*** Opening of Quoted passage ***

Stress doses of hydrocortisone at delivery are recommended in patients on long-term corticosteroid therapy, especially more than 20 mg/d of prednisone or the equivalent for more than 3 weeks, to avoid hemodynamic instability.
Cervical spine arthritis with atlanto-axial instability dictates careful management of RA patients undergoing general anesthesia, since manipulation of the unstable spine may produce spinal cord compression. Severe cricoarytenoid involvement may also be a relative contraindication to intubation with general anesthesia. Assessment for adequate hip range of motion should be carried out before vaginal delivery, especially if epidural anesthesia is planned.
In patients with significant Raynaud's phenomenon, measures that could prevent vasospasm during delivery-such as warming the delivery room and providing warm (IV) fluids, thermal socks, and warm external compresses-should be used routinely. Epidural anesthesia is preferred because it provides peripheral vasodilatation and increased skin perfusion of lower extremities. In systemic sclerosis, general anesthesia should be avoided because of the difficulty in intubation in patients with small mouths and concerns about aspiration.
MEDICATION SAFETY DURING PREGNANCY AND BREASTFEEDING
Knowledge of the drug pharmacology relevant to the SAD is essential to the management of pregnant patients. Most of the information regarding the safety of drugs during pregnancy is extracted from retrospective case series, case reports, and experts' consensus,32 which is summarized in Table 2.

*** Close of Quoted passage ***

# [Work to complete]
(a) According to the passage on anesthesia at delivery, which type of anesthesia is preferred for patients with significant Raynaud's phenomenon?
(b) Continue the passage on anesthesia at delivery from where it stops.
The data that follow are separate from the passage on anesthesia at delivery.

*** Opening of Information provided ***

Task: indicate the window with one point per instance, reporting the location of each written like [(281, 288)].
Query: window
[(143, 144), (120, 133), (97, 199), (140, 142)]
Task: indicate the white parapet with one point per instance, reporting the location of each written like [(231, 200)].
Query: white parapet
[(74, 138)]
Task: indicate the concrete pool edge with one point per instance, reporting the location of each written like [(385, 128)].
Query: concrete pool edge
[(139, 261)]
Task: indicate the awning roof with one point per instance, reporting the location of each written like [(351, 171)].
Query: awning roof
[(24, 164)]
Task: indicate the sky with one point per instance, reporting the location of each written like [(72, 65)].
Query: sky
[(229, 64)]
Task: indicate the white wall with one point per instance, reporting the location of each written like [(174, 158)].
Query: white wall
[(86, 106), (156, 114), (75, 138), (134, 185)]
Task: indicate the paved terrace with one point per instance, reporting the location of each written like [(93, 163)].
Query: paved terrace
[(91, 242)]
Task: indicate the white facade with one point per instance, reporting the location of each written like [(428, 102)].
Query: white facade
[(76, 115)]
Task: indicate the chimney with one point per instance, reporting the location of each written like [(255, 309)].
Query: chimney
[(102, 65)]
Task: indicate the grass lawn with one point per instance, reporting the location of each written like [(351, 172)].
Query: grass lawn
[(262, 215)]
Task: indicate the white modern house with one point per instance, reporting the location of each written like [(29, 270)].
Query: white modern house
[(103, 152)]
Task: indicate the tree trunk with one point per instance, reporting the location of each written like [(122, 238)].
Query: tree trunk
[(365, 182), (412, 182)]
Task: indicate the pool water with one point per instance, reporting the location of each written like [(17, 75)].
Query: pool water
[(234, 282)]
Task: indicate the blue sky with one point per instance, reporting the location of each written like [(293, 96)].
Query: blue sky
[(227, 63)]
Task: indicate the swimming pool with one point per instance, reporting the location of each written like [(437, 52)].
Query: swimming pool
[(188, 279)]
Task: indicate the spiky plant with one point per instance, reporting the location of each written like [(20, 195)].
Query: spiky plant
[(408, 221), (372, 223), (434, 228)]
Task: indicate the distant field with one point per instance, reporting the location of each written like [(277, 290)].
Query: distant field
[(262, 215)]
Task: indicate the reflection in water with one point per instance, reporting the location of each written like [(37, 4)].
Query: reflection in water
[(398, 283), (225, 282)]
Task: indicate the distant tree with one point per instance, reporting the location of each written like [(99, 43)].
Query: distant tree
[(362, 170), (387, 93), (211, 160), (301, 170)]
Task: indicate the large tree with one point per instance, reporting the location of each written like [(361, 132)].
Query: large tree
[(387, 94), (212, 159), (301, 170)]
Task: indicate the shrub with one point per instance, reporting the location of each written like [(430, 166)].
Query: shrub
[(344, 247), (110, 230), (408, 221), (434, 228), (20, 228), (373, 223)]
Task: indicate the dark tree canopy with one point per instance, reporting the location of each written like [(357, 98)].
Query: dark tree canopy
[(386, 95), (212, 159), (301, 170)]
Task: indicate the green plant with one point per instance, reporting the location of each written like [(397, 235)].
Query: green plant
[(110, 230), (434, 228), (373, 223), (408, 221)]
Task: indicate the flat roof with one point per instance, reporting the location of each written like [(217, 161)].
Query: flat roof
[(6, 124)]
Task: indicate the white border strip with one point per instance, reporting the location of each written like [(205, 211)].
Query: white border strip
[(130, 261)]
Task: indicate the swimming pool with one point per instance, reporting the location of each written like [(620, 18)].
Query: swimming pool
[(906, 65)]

*** Close of Information provided ***

# [Answers for this exercise]
(a) Epidural anesthesia is preferred.

(b)
Hydroxycloroquine can be safely continued during pregnancy and may even improve pregnancy outcomes in lupus patients.47 In RA patients receiving biologic therapies, manufacturers' guidelines recommend discontinuation of the medication before conception for different periods of time. Nevertheless, data from uncontrolled case reports show that exposure to anti-tumor necrosis factor-[alpha] (anti-TNF) therapies at the time of conception does not result in an increased risk of adverse pregnancy and fetal outcomes.48 Exposure to anti-TNF therapies in later pregnancy, particularly to monoclonal antibodies, is associated with high drug levels in the newborn. Live vaccines should be avoided for at least the first 6 months of life in children with in utero exposure to biologics. The long-term effects of this exposure remain unknown. In clinical practice, the goal is to continue the least possible number of medications during pregnancy. Thus, the current practice is to allow RA patients to conceive on these medications and to discontinue them when pregnancy is confirmed. If a pregnant patient has a severe flare of arthritis, restarting the anti-TNF therapy should be considered after a careful risk/benefit assessment.30 Pregnancy data for non-anti-TNF biologics are insufficient, and their use during pregnancy cannot be recommended.
CONCLUSIONS
Managing a pregnancy in patients with SADs still represents a challenge. The overlapping features of physiologic and pathological changes and selected autoantibodies, and the use of potentially teratogenic medications, can complicate the management of patients with SADs during pregnancy.
A planned pregnancy in a patient with disease remission or low disease activity control before conception has a better chance of success. Preconception counseling, expert monitoring by a multidisciplinary team with experience in the field, and neonatal intensive care units remain the best ways to manage these high-risk pregnancies and obtain favorable maternal and neonatal outcomes.